--- Given task 1 ---
Transcribe the passage of the article on education in Thailand's Deep South starting with "Previous Thai governments" and going on through "in administering education.".
--- Given task 2 ---
Pick up the article on education in Thailand's Deep South after its final sentence and write what comes next.

Education in Thailand’s Deep South: not a secular matter

If the Thai government wants its education reforms to succeed, it must collaborate with local religious institutions, an expert has argued. Yet Thailand’s new constitution deliberately eradicates the role of local religion in the country’s education system.
Currently, at least 2,103 tadika (Muslim primary schools) operate in Thailand’s southern border provinces, in which some 204,550 students are enrolled. There are a further 473 pondok (akin to a middle schools), schooling some 44,648 students. 
 
Previous Thai governments have recognised the crucial role of local religious organisations in schooling Thailand’s youth through initiatives such as funds to support their work.
 
But Thailand’s newly promulgated constitution has deviated from past constitutions in omitting a role for local religious organisations in administering education.
 
Section 54 Clause 3 of the new constitution prescribes that, “The government must ensure that the people receive the education that they desire at various levels, while also promoting life-long learning. The government will co-operate with local government and the private sector to administer education at all levels”. 
 
There is no mention of religious organisations, in contrast to the 2007 Constitution whose Section 80 Clause 4 clearly reads, “The government must promote and support decentralisation so that local governments, religious institutions and the private sectors have a role in administering education”.
 
With no role for these institutions in the land’s highest laws, religious educators have been left wondering whether they can expect any support from the government in the future. The role of local educators may be all the more vital with the new constitution also bringing cuts to universal education.

--- Listed entries ---
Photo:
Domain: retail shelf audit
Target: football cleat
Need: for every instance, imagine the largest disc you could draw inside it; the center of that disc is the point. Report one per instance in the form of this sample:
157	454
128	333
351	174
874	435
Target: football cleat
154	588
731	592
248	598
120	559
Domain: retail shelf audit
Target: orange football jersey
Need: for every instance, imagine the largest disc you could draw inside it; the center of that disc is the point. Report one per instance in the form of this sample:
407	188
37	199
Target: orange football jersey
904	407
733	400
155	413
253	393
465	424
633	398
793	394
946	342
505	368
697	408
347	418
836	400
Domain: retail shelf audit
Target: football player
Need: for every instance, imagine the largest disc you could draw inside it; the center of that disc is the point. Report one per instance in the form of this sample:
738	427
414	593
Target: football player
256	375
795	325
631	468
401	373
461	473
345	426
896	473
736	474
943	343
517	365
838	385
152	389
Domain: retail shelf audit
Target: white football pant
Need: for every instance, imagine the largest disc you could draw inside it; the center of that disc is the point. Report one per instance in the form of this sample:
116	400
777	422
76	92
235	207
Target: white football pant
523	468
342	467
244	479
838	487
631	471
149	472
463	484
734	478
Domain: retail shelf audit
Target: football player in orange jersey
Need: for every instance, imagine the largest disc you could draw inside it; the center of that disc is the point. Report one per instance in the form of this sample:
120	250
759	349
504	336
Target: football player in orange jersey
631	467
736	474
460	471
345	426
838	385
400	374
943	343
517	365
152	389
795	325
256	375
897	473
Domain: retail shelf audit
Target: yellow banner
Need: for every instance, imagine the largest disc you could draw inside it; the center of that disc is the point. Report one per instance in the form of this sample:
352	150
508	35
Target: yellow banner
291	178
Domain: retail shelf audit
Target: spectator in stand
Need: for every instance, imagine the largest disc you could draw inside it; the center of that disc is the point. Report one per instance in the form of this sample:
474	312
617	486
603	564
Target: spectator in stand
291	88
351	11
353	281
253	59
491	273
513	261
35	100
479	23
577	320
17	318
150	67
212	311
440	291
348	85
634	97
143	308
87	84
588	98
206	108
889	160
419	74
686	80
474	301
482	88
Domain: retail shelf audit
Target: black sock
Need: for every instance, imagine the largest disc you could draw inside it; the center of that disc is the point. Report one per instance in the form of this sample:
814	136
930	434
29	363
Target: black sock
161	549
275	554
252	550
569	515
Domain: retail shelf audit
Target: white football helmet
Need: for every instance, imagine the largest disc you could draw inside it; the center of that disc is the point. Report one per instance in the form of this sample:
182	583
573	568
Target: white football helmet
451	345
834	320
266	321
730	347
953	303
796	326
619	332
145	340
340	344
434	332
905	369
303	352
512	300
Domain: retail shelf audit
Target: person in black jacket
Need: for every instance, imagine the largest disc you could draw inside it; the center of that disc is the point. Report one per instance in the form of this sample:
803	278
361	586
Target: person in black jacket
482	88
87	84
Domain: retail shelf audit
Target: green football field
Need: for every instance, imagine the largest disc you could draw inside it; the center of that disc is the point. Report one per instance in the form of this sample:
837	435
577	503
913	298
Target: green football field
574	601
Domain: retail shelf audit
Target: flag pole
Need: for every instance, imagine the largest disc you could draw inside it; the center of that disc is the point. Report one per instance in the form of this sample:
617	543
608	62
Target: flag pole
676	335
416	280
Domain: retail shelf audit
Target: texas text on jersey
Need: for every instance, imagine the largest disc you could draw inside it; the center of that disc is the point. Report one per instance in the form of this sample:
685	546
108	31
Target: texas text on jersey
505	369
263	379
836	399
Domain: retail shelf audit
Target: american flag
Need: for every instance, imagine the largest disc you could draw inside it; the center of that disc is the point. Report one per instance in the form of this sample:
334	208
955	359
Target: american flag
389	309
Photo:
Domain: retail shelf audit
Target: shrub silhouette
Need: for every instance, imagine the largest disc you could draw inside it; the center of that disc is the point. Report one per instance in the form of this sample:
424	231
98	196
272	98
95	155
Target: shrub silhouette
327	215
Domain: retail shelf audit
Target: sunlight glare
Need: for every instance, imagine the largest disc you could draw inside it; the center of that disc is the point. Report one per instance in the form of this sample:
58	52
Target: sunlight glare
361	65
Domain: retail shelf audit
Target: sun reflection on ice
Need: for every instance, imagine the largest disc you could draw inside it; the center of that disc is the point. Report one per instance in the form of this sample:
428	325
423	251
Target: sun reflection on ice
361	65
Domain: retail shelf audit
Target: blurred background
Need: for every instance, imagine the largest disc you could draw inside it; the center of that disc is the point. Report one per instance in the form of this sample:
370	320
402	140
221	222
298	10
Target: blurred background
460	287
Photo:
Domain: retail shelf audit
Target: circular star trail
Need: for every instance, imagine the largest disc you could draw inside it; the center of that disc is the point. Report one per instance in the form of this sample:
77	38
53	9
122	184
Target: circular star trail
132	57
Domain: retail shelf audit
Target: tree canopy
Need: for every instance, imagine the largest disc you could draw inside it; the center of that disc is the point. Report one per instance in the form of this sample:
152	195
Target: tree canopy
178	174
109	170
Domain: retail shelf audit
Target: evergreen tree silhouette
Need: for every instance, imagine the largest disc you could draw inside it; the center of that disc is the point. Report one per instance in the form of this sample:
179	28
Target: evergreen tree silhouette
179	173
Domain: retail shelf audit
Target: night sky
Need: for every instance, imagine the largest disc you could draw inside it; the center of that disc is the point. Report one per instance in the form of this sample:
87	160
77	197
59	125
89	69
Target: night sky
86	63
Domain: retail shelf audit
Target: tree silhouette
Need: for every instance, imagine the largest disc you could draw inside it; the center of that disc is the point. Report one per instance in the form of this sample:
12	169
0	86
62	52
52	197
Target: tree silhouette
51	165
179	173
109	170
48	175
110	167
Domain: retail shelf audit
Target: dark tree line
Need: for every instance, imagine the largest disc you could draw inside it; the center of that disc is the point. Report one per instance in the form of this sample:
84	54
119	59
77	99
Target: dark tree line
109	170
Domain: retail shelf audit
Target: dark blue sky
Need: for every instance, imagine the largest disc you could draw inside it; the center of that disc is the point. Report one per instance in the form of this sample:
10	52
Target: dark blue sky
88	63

--- Expected output 1 ---
Previous Thai governments have recognised the crucial role of local religious organisations in schooling Thailand’s youth through initiatives such as funds to support their work.
 
But Thailand’s newly promulgated constitution has deviated from past constitutions in omitting a role for local religious organisations in administering education.

--- Expected output 2 ---
 
While the 2007 Constitution provided for free education until a student’s 6th year of high school, the new constitution only promises fee-free learning until a student’s 3rd year of high school.
 
The new constitution comes as Thailand’s education system is increasingly criticised by international rankings. According to the 2017 results of Thailand’s own national standardised ‘O-Net’ testing, the average student failed four out of five exams. This year only 10 Thai universities made Times Higher Education’s annual top 300 tertiary institutions, with 6 of the 10 having fallen in rank since last year. 
 
Pol Col Tawee Sodsong, the former secretary of the Southern Border Provinces Administrative Centre and current advisor to the Prime Minister, is one person who has submitted concerns over the constitution to the junta’s Education Reform Committee. The Committee has been given a two year timeframe to draft laws and reforms related to improving the country’s education system. 
 
On 12 April 2017, Tawee outlined the unique culture of education in the Deep South that makes local religious institutions crucial to the administration of education. The public talk was given to make the 10th anniversary of the Centre for Islamic and Arab Studies at Princess of Naradhiwas University.
 
 
Pol Col Tawee gives the public talks at Princess of Naradhiwas University.
 
In the Deep South where Islam predominates, students from kindergarten until university are likely to follow a religious curriculum (emphasising, for instance, Islamic studies and language) alongside a general curriculum. For example, it is common for primary school students to attend school from Monday to Friday, and study religion at a mosque-based centre on Saturday and Sunday. 
 
While there are seven public and two private universities in Thailand’s Deep South, it is not uncommon for students to pursue tertiary education in other countries with large Muslim populations. One reason for the student outflow is that tertiary education as it currently stands in the Deep South may be failing to tangibly improve career prospects. 
 
According to the 2015 First ASEAN Youth Inter-Dialogue, students in the Deep South reported viewing the public service as one of the few available routes to channel their higher education qualifications, but such positions are few and far between. Tertiary study seems disconnected from the Deep South’s economic reality, where agriculture continues to dominate.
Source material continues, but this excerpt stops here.